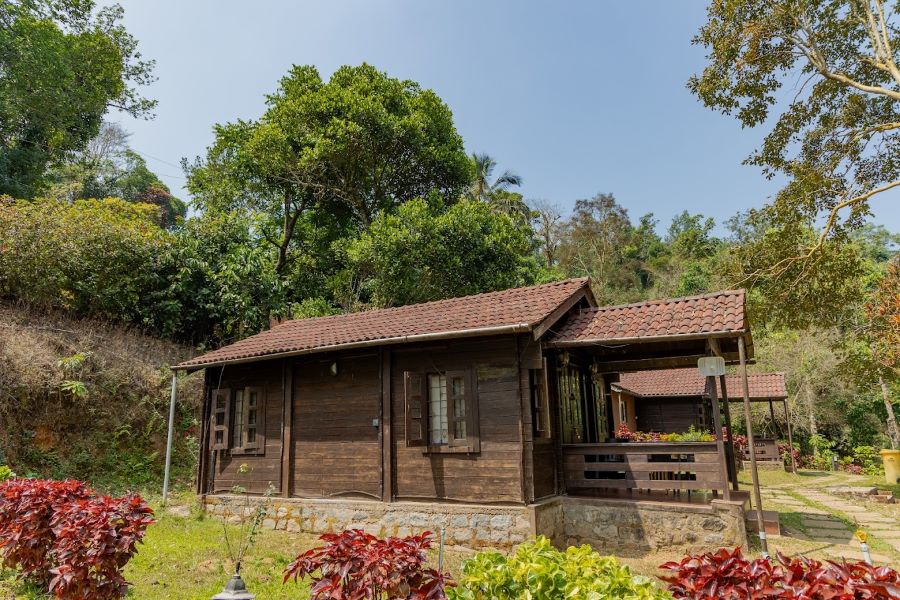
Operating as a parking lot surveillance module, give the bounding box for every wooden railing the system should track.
[563,442,728,492]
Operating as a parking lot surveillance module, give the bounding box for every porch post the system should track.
[163,371,178,504]
[281,358,294,498]
[784,398,797,473]
[716,375,740,491]
[709,377,731,500]
[738,336,769,558]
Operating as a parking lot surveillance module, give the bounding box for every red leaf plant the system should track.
[284,529,453,600]
[660,548,900,600]
[0,479,94,587]
[50,495,153,600]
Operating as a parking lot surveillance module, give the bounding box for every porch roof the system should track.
[548,290,753,373]
[613,368,787,401]
[551,290,750,347]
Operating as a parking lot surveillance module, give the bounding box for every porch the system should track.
[548,291,753,510]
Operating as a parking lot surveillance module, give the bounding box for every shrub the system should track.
[448,537,671,600]
[284,529,450,600]
[660,548,900,600]
[0,479,93,585]
[50,495,153,600]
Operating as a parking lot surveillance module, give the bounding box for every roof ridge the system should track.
[583,288,747,312]
[278,277,590,331]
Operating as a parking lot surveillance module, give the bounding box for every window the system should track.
[211,387,265,454]
[529,366,551,439]
[404,371,480,452]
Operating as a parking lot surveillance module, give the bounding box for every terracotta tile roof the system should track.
[552,290,749,345]
[175,277,592,369]
[613,368,787,400]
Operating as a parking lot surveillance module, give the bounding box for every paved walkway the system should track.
[762,473,900,566]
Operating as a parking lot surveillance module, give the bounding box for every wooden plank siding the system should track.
[391,336,525,503]
[293,352,382,499]
[210,361,283,494]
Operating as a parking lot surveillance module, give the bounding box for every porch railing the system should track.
[563,442,728,492]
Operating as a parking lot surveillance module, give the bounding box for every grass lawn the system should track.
[0,471,896,600]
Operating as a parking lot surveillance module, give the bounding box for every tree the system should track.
[688,0,900,281]
[467,153,522,202]
[348,198,536,306]
[865,258,900,449]
[185,64,471,273]
[532,200,562,269]
[0,0,154,198]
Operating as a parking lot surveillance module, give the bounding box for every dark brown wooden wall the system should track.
[634,397,704,433]
[204,360,283,494]
[293,351,381,498]
[391,336,530,503]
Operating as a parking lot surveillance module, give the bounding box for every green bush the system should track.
[853,446,884,477]
[448,537,671,600]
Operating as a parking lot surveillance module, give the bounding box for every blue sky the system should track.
[114,0,900,231]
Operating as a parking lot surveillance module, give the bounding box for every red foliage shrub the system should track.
[284,529,452,600]
[50,495,153,600]
[660,548,900,600]
[0,479,94,585]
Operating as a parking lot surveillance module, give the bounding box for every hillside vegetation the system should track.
[0,304,202,491]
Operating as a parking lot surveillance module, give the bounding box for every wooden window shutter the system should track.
[241,387,266,453]
[447,371,472,448]
[466,369,481,452]
[403,371,428,446]
[210,388,231,450]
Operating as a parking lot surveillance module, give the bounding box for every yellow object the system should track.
[879,450,900,483]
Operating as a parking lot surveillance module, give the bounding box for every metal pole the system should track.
[784,398,797,473]
[163,372,178,504]
[716,375,740,491]
[738,336,769,558]
[707,377,731,500]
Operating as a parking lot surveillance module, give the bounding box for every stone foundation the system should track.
[206,495,747,553]
[206,496,535,549]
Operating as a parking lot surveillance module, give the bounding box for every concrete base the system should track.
[205,495,747,554]
[534,497,747,554]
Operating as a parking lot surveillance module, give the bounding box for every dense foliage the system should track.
[284,529,449,600]
[448,537,670,600]
[660,548,900,600]
[0,0,154,198]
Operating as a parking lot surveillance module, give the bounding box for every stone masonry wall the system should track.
[206,495,747,553]
[206,496,535,549]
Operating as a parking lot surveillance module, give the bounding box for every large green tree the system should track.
[348,197,537,306]
[0,0,154,198]
[186,64,471,273]
[688,0,900,298]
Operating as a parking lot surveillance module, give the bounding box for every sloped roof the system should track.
[174,277,593,369]
[613,368,787,400]
[551,290,749,346]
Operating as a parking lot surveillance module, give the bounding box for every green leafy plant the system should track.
[447,536,671,600]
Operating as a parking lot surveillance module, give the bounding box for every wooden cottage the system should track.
[176,279,768,547]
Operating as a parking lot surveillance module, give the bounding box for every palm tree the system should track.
[468,153,522,202]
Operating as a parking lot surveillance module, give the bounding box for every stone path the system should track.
[762,474,900,565]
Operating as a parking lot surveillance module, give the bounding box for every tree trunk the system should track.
[878,375,900,450]
[804,380,819,456]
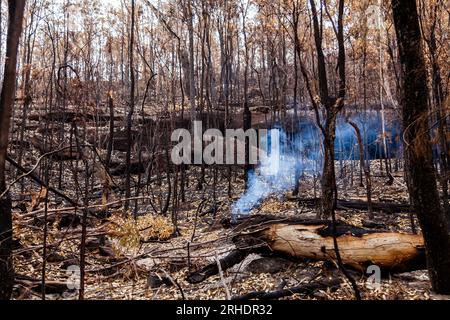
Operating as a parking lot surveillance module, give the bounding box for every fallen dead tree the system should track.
[187,215,426,283]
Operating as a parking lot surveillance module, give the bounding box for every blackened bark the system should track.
[0,0,25,300]
[392,0,450,294]
[124,0,135,211]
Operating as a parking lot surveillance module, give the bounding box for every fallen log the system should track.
[187,215,426,283]
[233,216,426,272]
[14,274,70,294]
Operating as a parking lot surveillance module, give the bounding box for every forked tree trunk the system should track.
[392,0,450,294]
[0,0,25,300]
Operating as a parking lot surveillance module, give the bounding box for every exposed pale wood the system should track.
[264,224,424,271]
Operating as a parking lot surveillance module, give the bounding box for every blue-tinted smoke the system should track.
[231,114,399,217]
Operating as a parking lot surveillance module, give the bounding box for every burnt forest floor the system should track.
[8,161,448,300]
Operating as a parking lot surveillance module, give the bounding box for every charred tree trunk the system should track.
[125,0,135,211]
[392,0,450,294]
[0,0,25,300]
[348,120,374,219]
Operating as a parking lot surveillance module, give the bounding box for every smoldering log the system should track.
[233,216,426,272]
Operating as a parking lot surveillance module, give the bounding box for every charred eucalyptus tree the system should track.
[310,0,346,217]
[0,0,25,300]
[392,0,450,294]
[125,0,136,210]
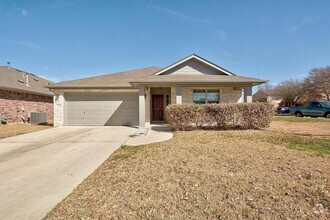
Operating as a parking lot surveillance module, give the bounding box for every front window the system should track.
[193,89,220,104]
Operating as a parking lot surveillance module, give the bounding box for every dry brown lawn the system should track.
[267,120,330,136]
[46,120,330,219]
[0,123,52,139]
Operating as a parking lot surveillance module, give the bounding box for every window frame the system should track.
[192,89,221,105]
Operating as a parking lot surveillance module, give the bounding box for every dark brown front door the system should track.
[152,95,164,121]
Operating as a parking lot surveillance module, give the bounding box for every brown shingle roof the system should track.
[0,66,53,96]
[48,67,267,89]
[48,67,161,89]
[130,75,267,85]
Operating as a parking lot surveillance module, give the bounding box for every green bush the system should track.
[166,103,273,130]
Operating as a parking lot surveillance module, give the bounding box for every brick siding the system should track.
[0,90,53,123]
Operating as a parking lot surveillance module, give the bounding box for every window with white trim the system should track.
[193,89,220,104]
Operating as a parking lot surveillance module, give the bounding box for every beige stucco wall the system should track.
[180,87,242,104]
[54,92,65,127]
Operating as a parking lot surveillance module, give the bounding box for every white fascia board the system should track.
[155,54,233,76]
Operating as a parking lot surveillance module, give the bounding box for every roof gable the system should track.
[0,66,53,96]
[155,54,235,76]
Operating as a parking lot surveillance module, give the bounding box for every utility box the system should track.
[29,112,47,124]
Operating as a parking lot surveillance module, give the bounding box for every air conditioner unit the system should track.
[30,112,47,124]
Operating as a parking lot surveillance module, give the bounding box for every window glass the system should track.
[193,89,220,104]
[193,89,206,104]
[207,90,220,103]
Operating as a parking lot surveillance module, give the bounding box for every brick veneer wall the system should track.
[0,89,53,123]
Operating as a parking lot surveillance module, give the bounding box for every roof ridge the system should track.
[53,66,161,85]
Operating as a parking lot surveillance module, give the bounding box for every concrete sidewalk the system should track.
[0,125,173,219]
[0,127,137,219]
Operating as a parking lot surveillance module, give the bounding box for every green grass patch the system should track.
[272,116,330,122]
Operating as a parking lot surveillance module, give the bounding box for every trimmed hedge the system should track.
[166,103,273,130]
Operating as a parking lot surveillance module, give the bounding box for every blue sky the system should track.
[0,0,330,89]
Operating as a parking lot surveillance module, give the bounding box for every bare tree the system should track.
[305,66,330,101]
[276,79,306,105]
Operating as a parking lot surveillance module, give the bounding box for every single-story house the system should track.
[0,66,54,123]
[48,54,267,127]
[252,89,285,107]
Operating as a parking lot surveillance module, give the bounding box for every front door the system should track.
[152,95,164,121]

TASK GOAL
Please rewrite only the stretch of records from the line containing "unit the system should track." through the line containing "[0,127,137,219]". Keep the requests as they are, and shift every bounding-box coordinate in the answers by -28.

RESULT FOR THIS EXERCISE
Operating as a parking lot surveillance module, give the bounding box for every air conditioner unit the system should track.
[2,84,19,96]
Operating as a parking lot surveillance module, give the bounding box for every window glass the system should track.
[165,61,192,76]
[165,61,178,76]
[179,62,192,75]
Operating as a parking lot surveillance module, give the bounding box for every brick veneer wall the system should track.
[-28,61,25,95]
Operating as a parking lot surveillance module, give the bounding box for every roof ridge the system should track.
[25,38,133,57]
Operating as a parking lot surveillance module, give the bounding box for every concrete sidewalk the system should track.
[-28,97,145,191]
[-28,99,109,191]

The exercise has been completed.